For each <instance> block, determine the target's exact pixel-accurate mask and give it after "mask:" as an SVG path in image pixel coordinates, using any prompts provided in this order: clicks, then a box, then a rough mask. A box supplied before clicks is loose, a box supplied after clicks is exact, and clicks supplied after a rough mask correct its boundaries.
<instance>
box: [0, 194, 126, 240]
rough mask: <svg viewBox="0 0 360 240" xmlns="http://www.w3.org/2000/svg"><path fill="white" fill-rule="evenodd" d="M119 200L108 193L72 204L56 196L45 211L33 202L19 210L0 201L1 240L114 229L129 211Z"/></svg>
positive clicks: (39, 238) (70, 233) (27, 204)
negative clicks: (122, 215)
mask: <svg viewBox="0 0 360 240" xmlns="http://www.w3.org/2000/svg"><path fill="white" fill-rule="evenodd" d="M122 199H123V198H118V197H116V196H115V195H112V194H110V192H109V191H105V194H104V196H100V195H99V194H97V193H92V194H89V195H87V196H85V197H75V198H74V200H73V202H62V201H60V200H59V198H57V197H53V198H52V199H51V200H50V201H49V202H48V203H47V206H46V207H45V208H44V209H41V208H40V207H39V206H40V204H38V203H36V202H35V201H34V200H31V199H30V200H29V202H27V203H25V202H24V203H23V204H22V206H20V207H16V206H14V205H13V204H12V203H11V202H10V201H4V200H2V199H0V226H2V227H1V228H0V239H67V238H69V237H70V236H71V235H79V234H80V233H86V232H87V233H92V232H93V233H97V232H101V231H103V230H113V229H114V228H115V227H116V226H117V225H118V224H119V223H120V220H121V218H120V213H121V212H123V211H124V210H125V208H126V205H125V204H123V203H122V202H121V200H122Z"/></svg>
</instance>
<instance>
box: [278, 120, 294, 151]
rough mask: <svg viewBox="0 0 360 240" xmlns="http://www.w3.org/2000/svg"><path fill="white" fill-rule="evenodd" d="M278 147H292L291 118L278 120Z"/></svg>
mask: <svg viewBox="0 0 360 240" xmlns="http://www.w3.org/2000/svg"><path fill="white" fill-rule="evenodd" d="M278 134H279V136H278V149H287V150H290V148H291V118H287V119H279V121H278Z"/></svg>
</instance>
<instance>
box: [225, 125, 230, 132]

========================

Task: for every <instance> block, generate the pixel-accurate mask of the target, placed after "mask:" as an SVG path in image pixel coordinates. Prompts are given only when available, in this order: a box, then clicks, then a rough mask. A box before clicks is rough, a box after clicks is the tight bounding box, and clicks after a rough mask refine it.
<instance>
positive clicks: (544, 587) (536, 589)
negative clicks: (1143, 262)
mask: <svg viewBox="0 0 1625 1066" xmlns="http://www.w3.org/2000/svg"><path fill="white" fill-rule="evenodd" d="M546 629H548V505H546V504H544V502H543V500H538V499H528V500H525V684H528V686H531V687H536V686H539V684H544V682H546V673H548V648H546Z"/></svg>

========================

Quote the data starting with the line containing "For each <instance>" and ending with the line containing "box: [0, 194, 126, 240]", including both of those lines.

For each <instance> block, determine the target's exact pixel-accurate mask and give it after "mask:" as an SVG path in image pixel coordinates, using any prompts provided in this order: clicks, then a box, then a rough mask. A box supplied before clicks is loose, a box supplied after clicks is exact, and clicks supplied after a rough mask correct its boundaries.
<instance>
box: [0, 194, 126, 240]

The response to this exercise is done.